Medexus Pharmaceuticals Inc (CVE:KMDP) (OCTMKTS:PDDPF) reported financial results for the three and nine-month periods ended on December 31, 2019 that saw revenue of C$16.2 million and C$48.7 million respectively, showing strong demand for its products.
In a statement, accompanying the latest numbers, Medexus Pharmaceuticals CEO Ken d’Entremont, noted: “We achieved revenue of $16.2 million for the three months ended December 31, 2019, compared to $14.4 million for the same period last year. This improvement reflects both the acquisitions in October 2018, as well as continued unit demand growth across our key products.”
Medexus is focused on the therapeutic areas of auto-immune disease and pediatrics. The leading products are Rasuvo and Metoject, designed to treat rheumatoid arthritis and other auto-immune diseases; and Rupall, an innovative allergy medication.
“Specifically, Metoject unit market demand increased 88%, Rupall unit market demand increased 62%, and Rasuvo unit market demand increased 8% over the same period last year,” pointed out d’Entremont.
The Medexus boss said Rasuvo received “strong payor, prescriber and patient acceptance” in the US, which has positioned the company as an “emerging leader” in the methotrexate auto-injector market.
“As reported last quarter, while gross revenue continues to grow, net revenue in the US continues to be impacted by the consolidation of the company’s payors in the US market. As a result of this consolidation, we have experienced an increase in the discounts given to payors in the form of rebates, and a corresponding reduction in the net selling price of Rasuvo,” noted d’Entremont.
“We received a substantial rebate invoice from one of our main payors in the US, which negatively impacted net revenue and gross margin for Rasuvo in the three-month period. The late receipt of the invoice in respect of these additional rebates was due to an error in the payor’s internal reporting system. We continue to investigate the cause of the late receipt of this rebate invoice … Nevertheless, we anticipate sustained growth of our key products going forward.”
New prescriptions and unit growth
The CEO said the company launched new Metoject subcutaneous doses of 10mg/0.2ml and 12.5mg/0.25ml which helps physicians to accurately prescribe an appropriate strength for their patients.
“We anticipate the majority of provinces will reimburse these new strengths in the near-term, in turn, driving new prescriptions and unit growth,” said d’Entremont.
Medexus has three pillars of growth — organic growth of existing drugs, in-licensing and acquisitions of new products and the development of a reformulated rheumatoid arthritis drug.
In March 2019, Medexus struck a licensing pact with Photonamic GmbH & Co for exclusive rights to market Gliolan in Canada, which assists neurosurgeons to better visualize and more completely remove malignant brain tumors (gliomas) by causing them to become fluorescent and glow during surgery.

== INFORMATION SUPPLIED ==
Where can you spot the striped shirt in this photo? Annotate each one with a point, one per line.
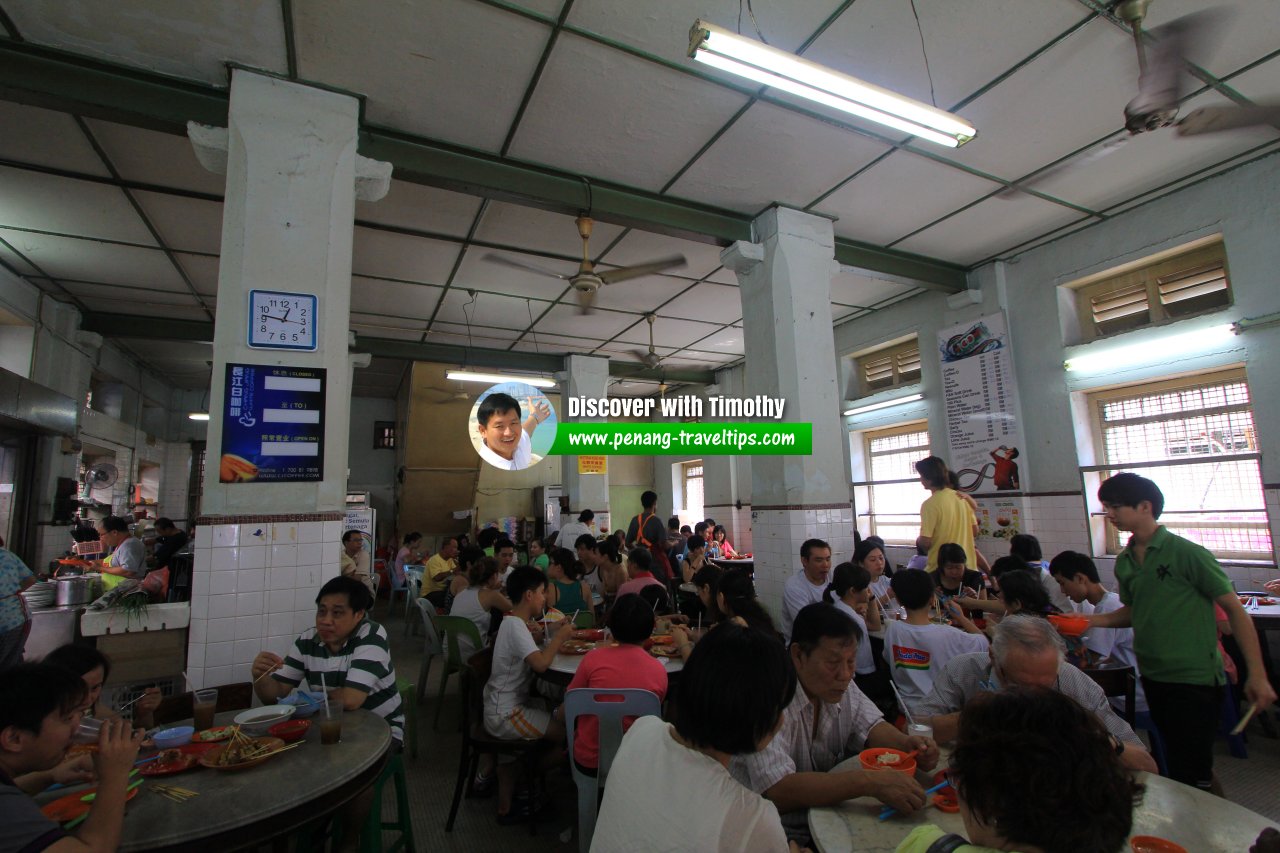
(362, 664)
(967, 675)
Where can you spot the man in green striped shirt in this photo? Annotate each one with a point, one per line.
(348, 648)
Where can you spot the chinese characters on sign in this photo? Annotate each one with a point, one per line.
(273, 424)
(981, 397)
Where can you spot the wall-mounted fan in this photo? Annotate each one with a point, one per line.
(586, 281)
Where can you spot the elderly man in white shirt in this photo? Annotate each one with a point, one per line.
(827, 721)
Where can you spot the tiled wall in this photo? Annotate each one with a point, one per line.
(776, 539)
(254, 589)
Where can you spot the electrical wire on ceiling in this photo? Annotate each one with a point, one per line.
(933, 99)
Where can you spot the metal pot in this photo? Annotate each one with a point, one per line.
(72, 591)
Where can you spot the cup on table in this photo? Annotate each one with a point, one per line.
(330, 721)
(204, 705)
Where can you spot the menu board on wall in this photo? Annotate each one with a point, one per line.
(981, 395)
(273, 424)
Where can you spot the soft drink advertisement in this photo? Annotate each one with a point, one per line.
(273, 424)
(981, 395)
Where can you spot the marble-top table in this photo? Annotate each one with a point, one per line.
(1198, 821)
(245, 808)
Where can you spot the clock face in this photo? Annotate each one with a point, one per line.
(282, 320)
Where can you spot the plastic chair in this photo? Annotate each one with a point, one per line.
(430, 648)
(609, 706)
(453, 628)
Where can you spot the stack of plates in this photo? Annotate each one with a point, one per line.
(39, 594)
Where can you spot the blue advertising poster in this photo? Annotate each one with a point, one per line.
(273, 424)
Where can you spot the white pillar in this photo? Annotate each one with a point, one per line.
(790, 352)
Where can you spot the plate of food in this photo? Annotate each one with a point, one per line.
(169, 762)
(576, 647)
(241, 752)
(72, 806)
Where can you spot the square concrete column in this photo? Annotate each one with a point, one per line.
(585, 377)
(790, 352)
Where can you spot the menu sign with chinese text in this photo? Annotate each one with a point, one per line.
(981, 397)
(273, 424)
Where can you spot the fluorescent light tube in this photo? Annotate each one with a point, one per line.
(790, 73)
(885, 404)
(494, 378)
(1151, 351)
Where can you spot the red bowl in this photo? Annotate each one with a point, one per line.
(289, 730)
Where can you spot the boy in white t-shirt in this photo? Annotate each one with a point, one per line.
(516, 661)
(1078, 579)
(918, 648)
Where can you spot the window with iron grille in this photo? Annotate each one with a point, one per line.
(888, 368)
(894, 492)
(1156, 293)
(1196, 439)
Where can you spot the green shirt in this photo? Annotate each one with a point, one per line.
(1171, 598)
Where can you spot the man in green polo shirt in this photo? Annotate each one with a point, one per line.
(1168, 587)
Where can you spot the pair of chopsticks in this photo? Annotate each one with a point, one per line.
(888, 811)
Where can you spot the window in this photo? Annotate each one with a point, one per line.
(894, 492)
(1156, 293)
(887, 368)
(384, 434)
(691, 475)
(1196, 439)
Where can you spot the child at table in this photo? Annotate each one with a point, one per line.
(510, 711)
(626, 665)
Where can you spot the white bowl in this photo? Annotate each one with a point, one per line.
(256, 721)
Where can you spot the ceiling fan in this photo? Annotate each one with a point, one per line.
(586, 281)
(1162, 83)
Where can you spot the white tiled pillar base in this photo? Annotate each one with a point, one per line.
(254, 588)
(776, 538)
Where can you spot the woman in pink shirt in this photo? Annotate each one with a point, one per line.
(626, 665)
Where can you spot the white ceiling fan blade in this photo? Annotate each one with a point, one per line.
(624, 273)
(528, 268)
(1211, 119)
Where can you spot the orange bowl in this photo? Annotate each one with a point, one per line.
(882, 758)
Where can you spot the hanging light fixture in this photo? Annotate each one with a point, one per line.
(790, 73)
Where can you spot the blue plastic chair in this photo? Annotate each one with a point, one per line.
(606, 706)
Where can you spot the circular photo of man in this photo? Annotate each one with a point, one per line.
(512, 425)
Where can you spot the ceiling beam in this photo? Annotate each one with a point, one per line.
(72, 83)
(147, 328)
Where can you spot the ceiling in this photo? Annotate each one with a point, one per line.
(112, 211)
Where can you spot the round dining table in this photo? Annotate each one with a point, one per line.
(245, 808)
(1180, 813)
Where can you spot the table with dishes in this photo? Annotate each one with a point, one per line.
(1187, 816)
(190, 803)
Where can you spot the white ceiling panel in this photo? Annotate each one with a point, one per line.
(411, 259)
(640, 246)
(1150, 160)
(540, 229)
(421, 208)
(853, 288)
(451, 69)
(396, 299)
(190, 40)
(150, 156)
(645, 121)
(481, 274)
(775, 155)
(92, 261)
(668, 332)
(1066, 97)
(45, 137)
(68, 206)
(565, 319)
(988, 227)
(709, 302)
(897, 195)
(190, 224)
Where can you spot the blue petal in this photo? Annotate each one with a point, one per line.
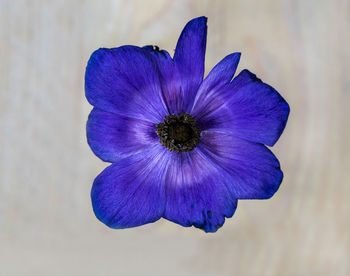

== PROBLEM TO WORK ON ==
In the Medexus text, by what percentage did Rupall unit market demand increase over the same period last year?

== YOUR RESPONSE ==
62%